• Source passage
* * * * *

Vinson & Elkins LLP (or V&E) is an international law firm with approximately 700 lawyers worldwide headquartered in Downtown Houston, Texas.

The firm has offices in major energy, financial, and political centers worldwide, including Austin, Dallas, Dubai, Houston, London, Los Angeles, New York City, Richmond, Riyadh, San Francisco, Tokyo, and Washington, D.C.

Profile

Founding
The firm was founded in Houston, Texas, in 1917 by Judge James A. Elkins and William A. Vinson.

Leadership
In May 2021, it was announced that the firm elected current partners Keith Fullenweider as chair and Jim Fox, Michael Holmes and Hilary Preston as vice chairs. The change took effect on January 1, 2022.  The firm's former chairman is Mark Kelly and its managing partner was Scott Wulfe.

* * * * *

• Source data
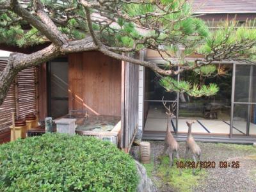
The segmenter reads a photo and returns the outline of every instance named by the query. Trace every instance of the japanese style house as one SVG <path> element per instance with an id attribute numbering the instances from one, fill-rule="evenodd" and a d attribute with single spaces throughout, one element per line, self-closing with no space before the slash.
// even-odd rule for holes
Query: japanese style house
<path id="1" fill-rule="evenodd" d="M 243 25 L 246 19 L 256 18 L 256 2 L 252 1 L 197 0 L 194 1 L 194 7 L 195 13 L 200 14 L 212 29 L 221 19 L 236 17 Z M 19 49 L 0 45 L 0 49 L 24 53 L 37 49 L 40 47 Z M 164 63 L 158 53 L 150 49 L 134 56 Z M 188 59 L 193 60 L 195 57 Z M 0 71 L 6 60 L 6 56 L 0 58 Z M 177 102 L 177 118 L 172 122 L 172 127 L 178 140 L 186 140 L 186 122 L 195 119 L 196 123 L 192 131 L 198 141 L 255 143 L 256 65 L 235 61 L 215 65 L 225 67 L 226 74 L 204 81 L 219 86 L 217 95 L 193 98 L 186 93 L 166 92 L 158 83 L 159 77 L 148 68 L 99 52 L 56 58 L 18 75 L 0 106 L 0 143 L 10 140 L 8 128 L 12 111 L 22 117 L 35 113 L 42 121 L 46 116 L 59 118 L 70 110 L 86 109 L 94 115 L 119 116 L 120 147 L 128 150 L 137 128 L 143 131 L 144 139 L 164 139 L 167 118 L 163 97 L 167 103 Z M 186 72 L 177 78 L 200 81 L 200 77 L 193 73 Z"/>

* * * * *

• Task set
(A) According to the Vinson & Elkins profile, who founded the firm, and in what year?
(B) Decide whether each statement agrees with the Vinson & Elkins profile. Answer yes or no, and quote the words of the profile that decide it.
(i) The firm is headquartered in Downtown Houston.
(ii) The leadership change announced in May 2021 took effect that same month.
(iii) Hilary Preston was elected chair of the firm.
(C) Name every person mentioned in the Vinson & Elkins profile.

• Answers below
(A) Judge James A. Elkins and William A. Vinson founded the firm in 1917.

(B)
(i) Yes: "headquartered in Downtown Houston, Texas"
(ii) No: "The change took effect on January 1, 2022."
(iii) No: "Keith Fullenweider as chair and Jim Fox, Michael Holmes and Hilary Preston as vice chairs"

(C) James A. Elkins, William A. Vinson, Keith Fullenweider, Jim Fox, Michael Holmes, Hilary Preston, Mark Kelly, Scott Wulfe